▸ TEXT EXCERPT
_ _ _ _ _ _ _

According to Gordon, the Department of Treasury's Home Affordable
Modification Program (HAMP) was supposed to help 3 to 4 million
borrowers. But after nine months approximately 650,000 homeowners are
in a trial modification, and "only a small fraction" of those have
received a permanent loan modification.
The modifications fail to take into account the homeowner's full
financial picture--including second liens on a property or credit card
debt--and they tend to be reductions of interest rates rather than
principal modifications, so the homeowner still faces huge negative
equity.
"Servicers generally make most of their money from their monthly
servicing fee, which is a percentage of the outstanding loan principle
balance, so they don't want to write down the principle balance," said
Gordon.
Finally, HAMP aims to structure a mortgage payment that is equal to
31 percent of a borrower's income. But Georgia Democratic Congressman
David Scott said that is too much in many cases.
"In these tough economic times, of soaring unemployment...that
monthly income in many cases goes to zero. Is it practical not to be
able to have an adjustment in there where we can lower that 31 percent
threshold?" asked Scott.
Bruce Marks, a former regulator who is the founder and CEO of the Neighborhood
Assistance Corporation of America--a community advocacy and
homeownership organization, which had many members at the hearing in
bright yellow shirts that read "Sharks Beware" and "Stop Sharks"--said
there is an easy way to address the unemployment problem.
"When someone does not have stable income because they are unemployed,
do a forbearance agreement," said Marks. "Lenders have been doing
forbearance agreements for many, many years, and they should continue to
do that." A forbearance agreement allows homeowners to not make mortgage
payments over a specified period of time and not accrue additional fees
and charges.
Even more pressing, however, is the need to force banks to make
permanent modifications--including modifications on principals, not just
interest rates--in order to keep people in their homes and structure
loans so they can be paid over the long haul.
"The administration has to stop pleading, begging and bribing the
servicers to do the right thing," said Marks. "Where is the OCC and the
Federal Reserve? Let's require the servicers and the lenders to stop
the foreclosures, to restructure the mortgages and make them
affordable."
Officials from the Treasury Department, Federal Deposit Insurance
Corporation (FDIC), and Office of the Comptroller of the Currency (OCC)
were on hand to discuss their respective efforts--and they faced some
skeptical and angry lawmakers.
"What will we do beyond using the 'rising tide raising all boats'
theory, which we find fatally flawed, as it relates to some who don't
have boats and who have boats that are not water-worthy? What do we do?"

_ _ _ _ _ _ _

▸ DATA PROVIDED

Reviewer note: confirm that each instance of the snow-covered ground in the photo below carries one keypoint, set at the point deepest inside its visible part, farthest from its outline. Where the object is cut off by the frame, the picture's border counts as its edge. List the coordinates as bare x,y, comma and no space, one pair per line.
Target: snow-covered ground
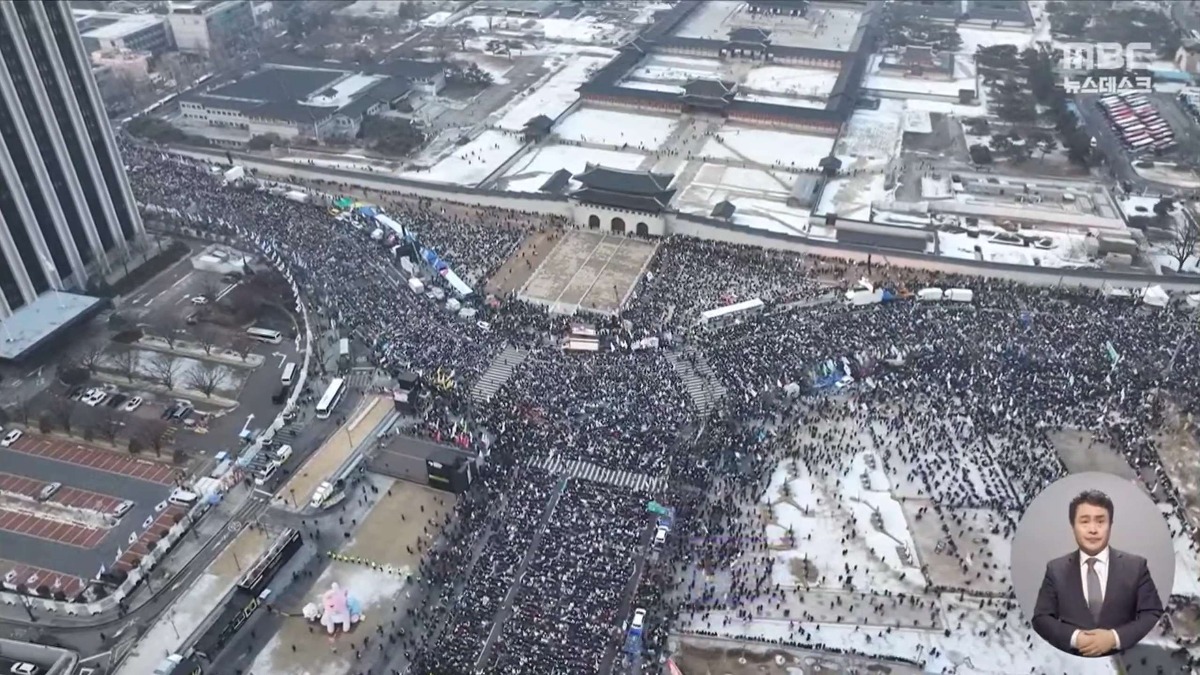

_ _ _ _ _ _ _

▸ TO-DO LIST
(A) In the text on the mortgage-modification hearing, HAMP aims to set a mortgage payment equal to what percentage of a borrower's income?
(B) Reproduce the stretch of the text on the mortgage-modification hearing from "Finally, HAMP aims" through "in many cases.".

▸ RESPONSES TO THE TASKS
(A) 31 percent

(B)
Finally, HAMP aims to structure a mortgage payment that is equal to
31 percent of a borrower's income. But Georgia Democratic Congressman
David Scott said that is too much in many cases.